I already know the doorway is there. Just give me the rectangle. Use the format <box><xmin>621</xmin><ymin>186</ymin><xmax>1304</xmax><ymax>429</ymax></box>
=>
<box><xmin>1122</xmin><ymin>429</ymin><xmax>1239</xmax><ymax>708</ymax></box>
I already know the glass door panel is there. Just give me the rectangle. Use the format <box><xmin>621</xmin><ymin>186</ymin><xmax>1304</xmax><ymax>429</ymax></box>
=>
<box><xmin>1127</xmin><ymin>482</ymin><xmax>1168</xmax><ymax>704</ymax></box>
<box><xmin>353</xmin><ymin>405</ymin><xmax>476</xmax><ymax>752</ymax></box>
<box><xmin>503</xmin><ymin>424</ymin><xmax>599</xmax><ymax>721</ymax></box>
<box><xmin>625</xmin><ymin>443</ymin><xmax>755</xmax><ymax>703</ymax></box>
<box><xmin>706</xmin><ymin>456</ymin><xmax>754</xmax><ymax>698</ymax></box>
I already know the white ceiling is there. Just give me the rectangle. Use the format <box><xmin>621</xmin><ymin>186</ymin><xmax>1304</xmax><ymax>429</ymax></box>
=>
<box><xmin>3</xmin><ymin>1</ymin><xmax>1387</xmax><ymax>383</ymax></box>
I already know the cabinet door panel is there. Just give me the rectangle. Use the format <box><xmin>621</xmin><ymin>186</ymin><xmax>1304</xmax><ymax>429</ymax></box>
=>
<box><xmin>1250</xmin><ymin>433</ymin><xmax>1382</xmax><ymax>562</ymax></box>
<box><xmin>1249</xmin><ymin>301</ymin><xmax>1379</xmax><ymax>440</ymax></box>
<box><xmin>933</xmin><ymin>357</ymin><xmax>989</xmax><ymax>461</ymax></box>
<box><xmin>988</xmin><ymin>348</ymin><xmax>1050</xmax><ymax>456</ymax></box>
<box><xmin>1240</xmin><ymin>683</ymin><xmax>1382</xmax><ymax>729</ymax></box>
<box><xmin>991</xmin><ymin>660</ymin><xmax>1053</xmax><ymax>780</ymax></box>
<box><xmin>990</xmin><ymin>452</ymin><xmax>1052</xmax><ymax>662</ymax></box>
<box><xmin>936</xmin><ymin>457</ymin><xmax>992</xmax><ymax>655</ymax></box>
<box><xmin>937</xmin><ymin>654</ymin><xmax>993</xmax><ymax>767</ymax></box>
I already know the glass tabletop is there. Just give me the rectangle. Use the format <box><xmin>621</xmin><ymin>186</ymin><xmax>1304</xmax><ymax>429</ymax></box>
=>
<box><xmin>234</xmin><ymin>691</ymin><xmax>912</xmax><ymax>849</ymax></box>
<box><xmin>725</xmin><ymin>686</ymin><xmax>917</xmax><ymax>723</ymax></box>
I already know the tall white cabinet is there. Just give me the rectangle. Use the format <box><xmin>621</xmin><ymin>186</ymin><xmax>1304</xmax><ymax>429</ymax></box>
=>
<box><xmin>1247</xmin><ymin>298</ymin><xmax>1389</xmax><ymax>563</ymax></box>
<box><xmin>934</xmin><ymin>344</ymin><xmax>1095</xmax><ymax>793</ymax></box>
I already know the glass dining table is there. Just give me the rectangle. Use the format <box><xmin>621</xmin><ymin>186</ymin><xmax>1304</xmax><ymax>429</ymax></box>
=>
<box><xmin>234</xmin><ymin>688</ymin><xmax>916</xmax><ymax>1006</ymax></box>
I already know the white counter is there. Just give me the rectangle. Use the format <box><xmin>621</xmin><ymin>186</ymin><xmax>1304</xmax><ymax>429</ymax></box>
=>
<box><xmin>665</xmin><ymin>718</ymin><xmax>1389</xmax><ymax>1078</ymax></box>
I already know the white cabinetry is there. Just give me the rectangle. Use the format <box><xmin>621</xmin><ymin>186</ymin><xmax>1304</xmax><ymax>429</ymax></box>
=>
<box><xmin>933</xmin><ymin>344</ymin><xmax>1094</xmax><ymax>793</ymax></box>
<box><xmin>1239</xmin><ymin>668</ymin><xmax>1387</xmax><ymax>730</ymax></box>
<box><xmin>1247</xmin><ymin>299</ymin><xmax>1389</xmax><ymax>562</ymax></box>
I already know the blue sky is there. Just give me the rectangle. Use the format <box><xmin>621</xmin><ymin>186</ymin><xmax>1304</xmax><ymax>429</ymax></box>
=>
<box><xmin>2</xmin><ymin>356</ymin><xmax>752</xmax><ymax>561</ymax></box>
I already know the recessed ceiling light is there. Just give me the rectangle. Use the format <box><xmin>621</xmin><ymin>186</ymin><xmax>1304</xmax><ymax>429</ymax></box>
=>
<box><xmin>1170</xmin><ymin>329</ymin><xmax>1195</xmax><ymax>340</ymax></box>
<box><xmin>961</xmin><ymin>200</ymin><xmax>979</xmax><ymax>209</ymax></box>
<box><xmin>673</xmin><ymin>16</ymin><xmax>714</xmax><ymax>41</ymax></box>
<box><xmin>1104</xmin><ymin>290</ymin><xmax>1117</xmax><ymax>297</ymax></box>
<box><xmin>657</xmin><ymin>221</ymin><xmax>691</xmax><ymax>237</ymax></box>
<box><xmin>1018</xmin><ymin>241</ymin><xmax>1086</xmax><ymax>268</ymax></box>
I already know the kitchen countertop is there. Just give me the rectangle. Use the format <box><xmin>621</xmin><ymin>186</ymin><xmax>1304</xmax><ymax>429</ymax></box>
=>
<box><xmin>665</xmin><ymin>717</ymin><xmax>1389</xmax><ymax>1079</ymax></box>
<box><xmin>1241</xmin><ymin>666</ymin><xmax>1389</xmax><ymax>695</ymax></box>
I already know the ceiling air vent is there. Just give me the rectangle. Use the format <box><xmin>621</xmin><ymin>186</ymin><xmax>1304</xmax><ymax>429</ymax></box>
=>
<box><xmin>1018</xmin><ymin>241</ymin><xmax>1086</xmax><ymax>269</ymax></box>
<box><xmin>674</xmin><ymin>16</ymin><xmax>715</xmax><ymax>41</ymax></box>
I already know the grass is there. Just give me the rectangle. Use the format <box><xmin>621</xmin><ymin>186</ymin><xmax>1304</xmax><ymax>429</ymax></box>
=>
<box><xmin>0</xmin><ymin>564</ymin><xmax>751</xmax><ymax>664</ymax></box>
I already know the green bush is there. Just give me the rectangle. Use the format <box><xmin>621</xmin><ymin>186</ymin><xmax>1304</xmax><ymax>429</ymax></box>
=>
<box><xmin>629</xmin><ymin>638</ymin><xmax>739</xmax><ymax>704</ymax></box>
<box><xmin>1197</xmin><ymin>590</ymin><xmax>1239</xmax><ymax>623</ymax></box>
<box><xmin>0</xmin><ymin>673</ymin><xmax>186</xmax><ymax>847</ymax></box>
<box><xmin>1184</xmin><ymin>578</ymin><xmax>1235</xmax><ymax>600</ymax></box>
====
### EXERCISE INSTRUCTIONS:
Give every entry again in full, precisely as written above.

### RESPONSE BOX:
I already know the doorway is there. Just give me the rectangle. Use the format <box><xmin>621</xmin><ymin>186</ymin><xmax>1304</xmax><ymax>429</ymax></box>
=>
<box><xmin>1122</xmin><ymin>429</ymin><xmax>1239</xmax><ymax>708</ymax></box>
I already know the glass door panel is there. Just give me the rectangle. Use the format <box><xmin>621</xmin><ymin>186</ymin><xmax>1304</xmax><ymax>429</ymax></box>
=>
<box><xmin>1127</xmin><ymin>482</ymin><xmax>1168</xmax><ymax>704</ymax></box>
<box><xmin>353</xmin><ymin>405</ymin><xmax>476</xmax><ymax>752</ymax></box>
<box><xmin>503</xmin><ymin>424</ymin><xmax>599</xmax><ymax>721</ymax></box>
<box><xmin>625</xmin><ymin>443</ymin><xmax>755</xmax><ymax>703</ymax></box>
<box><xmin>706</xmin><ymin>456</ymin><xmax>754</xmax><ymax>698</ymax></box>
I already know the white ceiling is there. Just give me the rectangle. Use the format <box><xmin>621</xmin><ymin>186</ymin><xmax>1304</xmax><ymax>429</ymax></box>
=>
<box><xmin>3</xmin><ymin>1</ymin><xmax>1387</xmax><ymax>383</ymax></box>
I already know the cabinet door panel is there. Just give me the rectangle. Use the format <box><xmin>621</xmin><ymin>186</ymin><xmax>1304</xmax><ymax>429</ymax></box>
=>
<box><xmin>1250</xmin><ymin>433</ymin><xmax>1382</xmax><ymax>562</ymax></box>
<box><xmin>1249</xmin><ymin>301</ymin><xmax>1379</xmax><ymax>440</ymax></box>
<box><xmin>933</xmin><ymin>357</ymin><xmax>989</xmax><ymax>461</ymax></box>
<box><xmin>988</xmin><ymin>348</ymin><xmax>1050</xmax><ymax>456</ymax></box>
<box><xmin>1240</xmin><ymin>683</ymin><xmax>1382</xmax><ymax>729</ymax></box>
<box><xmin>991</xmin><ymin>660</ymin><xmax>1053</xmax><ymax>780</ymax></box>
<box><xmin>990</xmin><ymin>452</ymin><xmax>1052</xmax><ymax>662</ymax></box>
<box><xmin>936</xmin><ymin>457</ymin><xmax>992</xmax><ymax>655</ymax></box>
<box><xmin>937</xmin><ymin>654</ymin><xmax>993</xmax><ymax>767</ymax></box>
I already know the glass tabletop is there. Just give me the rectangle. Use the format <box><xmin>621</xmin><ymin>186</ymin><xmax>1304</xmax><ymax>429</ymax></box>
=>
<box><xmin>234</xmin><ymin>691</ymin><xmax>912</xmax><ymax>849</ymax></box>
<box><xmin>725</xmin><ymin>686</ymin><xmax>917</xmax><ymax>723</ymax></box>
I already know the tall white cabinet is there. Just give me the rectangle. Use the format <box><xmin>621</xmin><ymin>186</ymin><xmax>1304</xmax><ymax>429</ymax></box>
=>
<box><xmin>1247</xmin><ymin>298</ymin><xmax>1389</xmax><ymax>563</ymax></box>
<box><xmin>934</xmin><ymin>344</ymin><xmax>1095</xmax><ymax>793</ymax></box>
I already know the glass dining table is there. Just give me the rectangle. Use the format <box><xmin>621</xmin><ymin>186</ymin><xmax>1304</xmax><ymax>429</ymax></box>
=>
<box><xmin>234</xmin><ymin>688</ymin><xmax>916</xmax><ymax>1006</ymax></box>
I already know the white counter is there. Just give me the rectangle. Use the format <box><xmin>621</xmin><ymin>186</ymin><xmax>1304</xmax><ymax>429</ymax></box>
=>
<box><xmin>665</xmin><ymin>718</ymin><xmax>1389</xmax><ymax>1078</ymax></box>
I already know the white cabinetry is there. Just give me the rectangle. Use the format <box><xmin>621</xmin><ymin>186</ymin><xmax>1304</xmax><ymax>429</ymax></box>
=>
<box><xmin>933</xmin><ymin>344</ymin><xmax>1094</xmax><ymax>793</ymax></box>
<box><xmin>1239</xmin><ymin>668</ymin><xmax>1387</xmax><ymax>730</ymax></box>
<box><xmin>1247</xmin><ymin>299</ymin><xmax>1389</xmax><ymax>562</ymax></box>
I already know the blue sky is there. Just give me the rectangle. Use the format <box><xmin>621</xmin><ymin>186</ymin><xmax>1304</xmax><ymax>429</ymax></box>
=>
<box><xmin>2</xmin><ymin>356</ymin><xmax>752</xmax><ymax>561</ymax></box>
I already know the recessed ceiling light is there. Just give me the rectangle. Use the format <box><xmin>621</xmin><ymin>186</ymin><xmax>1304</xmax><ymax>429</ymax></box>
=>
<box><xmin>1170</xmin><ymin>329</ymin><xmax>1195</xmax><ymax>340</ymax></box>
<box><xmin>961</xmin><ymin>200</ymin><xmax>979</xmax><ymax>209</ymax></box>
<box><xmin>673</xmin><ymin>16</ymin><xmax>714</xmax><ymax>41</ymax></box>
<box><xmin>1104</xmin><ymin>290</ymin><xmax>1117</xmax><ymax>297</ymax></box>
<box><xmin>657</xmin><ymin>221</ymin><xmax>691</xmax><ymax>237</ymax></box>
<box><xmin>1018</xmin><ymin>241</ymin><xmax>1086</xmax><ymax>268</ymax></box>
I already know the kitchen countertop is there. Just give me the rectangle. Use the format <box><xmin>621</xmin><ymin>186</ymin><xmax>1304</xmax><ymax>429</ymax></box>
=>
<box><xmin>665</xmin><ymin>717</ymin><xmax>1389</xmax><ymax>1079</ymax></box>
<box><xmin>1241</xmin><ymin>666</ymin><xmax>1389</xmax><ymax>695</ymax></box>
I already know the ceiling air vent is there. Just give me the rectangle. Use the format <box><xmin>621</xmin><ymin>186</ymin><xmax>1304</xmax><ymax>429</ymax></box>
=>
<box><xmin>1018</xmin><ymin>241</ymin><xmax>1086</xmax><ymax>269</ymax></box>
<box><xmin>674</xmin><ymin>16</ymin><xmax>715</xmax><ymax>41</ymax></box>
I already know the grass is there. Just give me the rectangle. Use the format <box><xmin>621</xmin><ymin>186</ymin><xmax>1304</xmax><ymax>429</ymax></box>
=>
<box><xmin>0</xmin><ymin>564</ymin><xmax>751</xmax><ymax>664</ymax></box>
I already know the green bush is there. Just give me the rectangle. Use the format <box><xmin>621</xmin><ymin>186</ymin><xmax>1304</xmax><ymax>429</ymax></box>
=>
<box><xmin>629</xmin><ymin>638</ymin><xmax>739</xmax><ymax>704</ymax></box>
<box><xmin>1197</xmin><ymin>590</ymin><xmax>1239</xmax><ymax>623</ymax></box>
<box><xmin>0</xmin><ymin>673</ymin><xmax>186</xmax><ymax>847</ymax></box>
<box><xmin>1184</xmin><ymin>578</ymin><xmax>1235</xmax><ymax>600</ymax></box>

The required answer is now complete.